Copy the text of every record below verbatim, line for line, leaving out the pictures.

#### Records from a point labeling set:
------------------------
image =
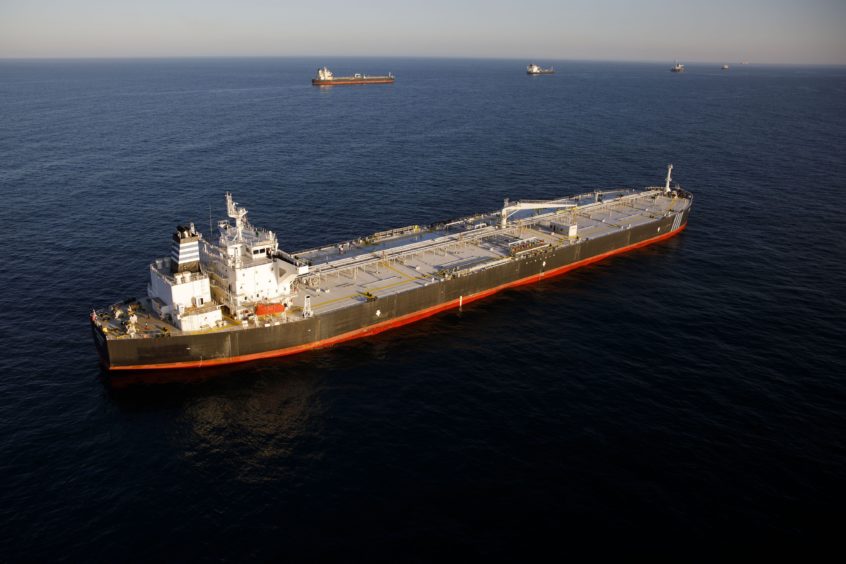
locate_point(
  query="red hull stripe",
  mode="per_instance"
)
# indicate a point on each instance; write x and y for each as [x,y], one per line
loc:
------------------------
#### REPLY:
image =
locate_point(
  query="red hull stripe",
  mode="per_instance"
)
# indicate a point on each instance; write x and y for each as [x,y], one per line
loc:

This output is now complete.